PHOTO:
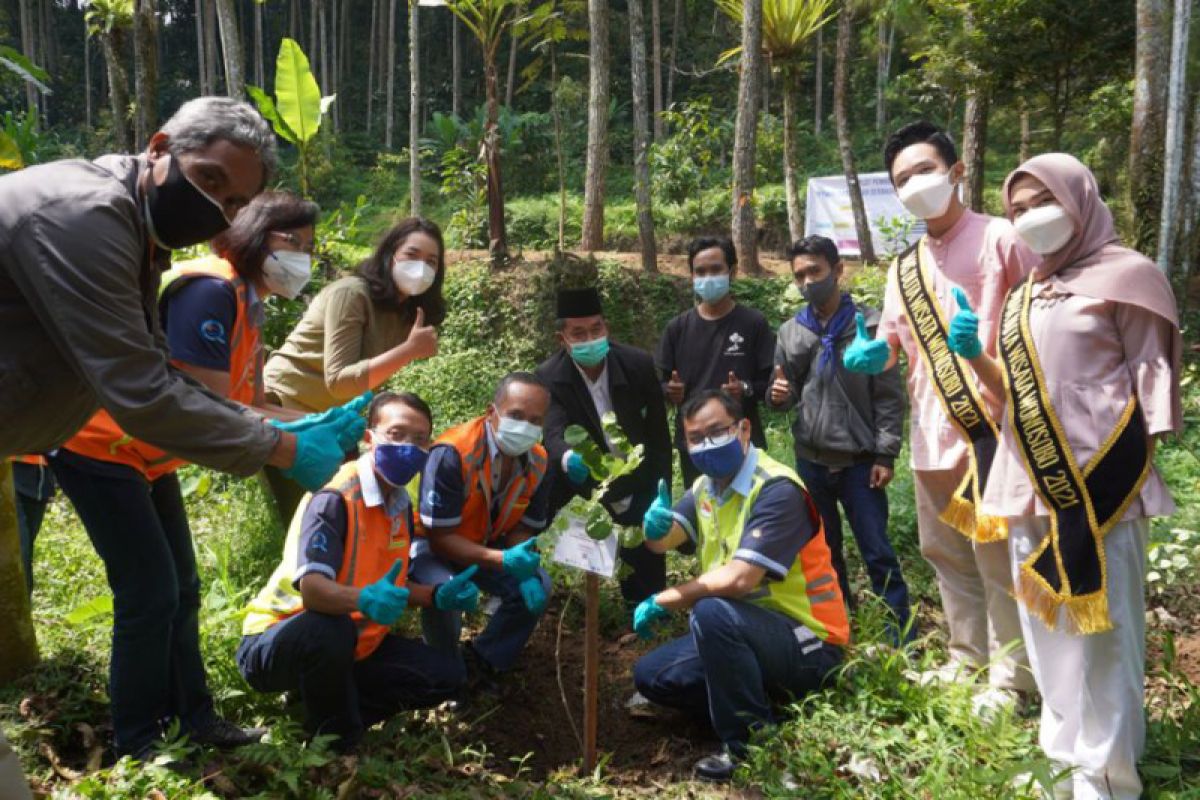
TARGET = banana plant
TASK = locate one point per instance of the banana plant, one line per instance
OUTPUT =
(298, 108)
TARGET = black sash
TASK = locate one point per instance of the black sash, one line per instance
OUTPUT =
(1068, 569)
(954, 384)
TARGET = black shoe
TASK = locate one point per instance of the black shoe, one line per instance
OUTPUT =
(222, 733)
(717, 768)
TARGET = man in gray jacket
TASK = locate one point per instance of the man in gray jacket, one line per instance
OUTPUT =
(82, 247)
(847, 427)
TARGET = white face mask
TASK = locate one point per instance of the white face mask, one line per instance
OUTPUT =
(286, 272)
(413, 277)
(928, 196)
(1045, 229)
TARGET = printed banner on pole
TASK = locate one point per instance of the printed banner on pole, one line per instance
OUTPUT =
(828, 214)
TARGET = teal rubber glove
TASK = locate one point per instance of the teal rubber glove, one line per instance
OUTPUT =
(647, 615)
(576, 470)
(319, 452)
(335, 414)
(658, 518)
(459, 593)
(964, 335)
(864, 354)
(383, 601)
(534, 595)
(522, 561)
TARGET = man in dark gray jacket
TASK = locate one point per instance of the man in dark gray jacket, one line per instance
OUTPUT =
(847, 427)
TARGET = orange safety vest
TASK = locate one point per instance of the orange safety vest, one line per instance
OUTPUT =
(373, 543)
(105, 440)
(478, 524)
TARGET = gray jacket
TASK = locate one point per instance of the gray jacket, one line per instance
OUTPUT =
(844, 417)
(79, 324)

━━━━━━━━

DIRECTIONS:
The job is to copy each line from the material above that holds the word "printed".

ANSWER SECTION:
TARGET = printed banner on pole
TASK = locate one point per instance of the printed banner on pole, one line per instance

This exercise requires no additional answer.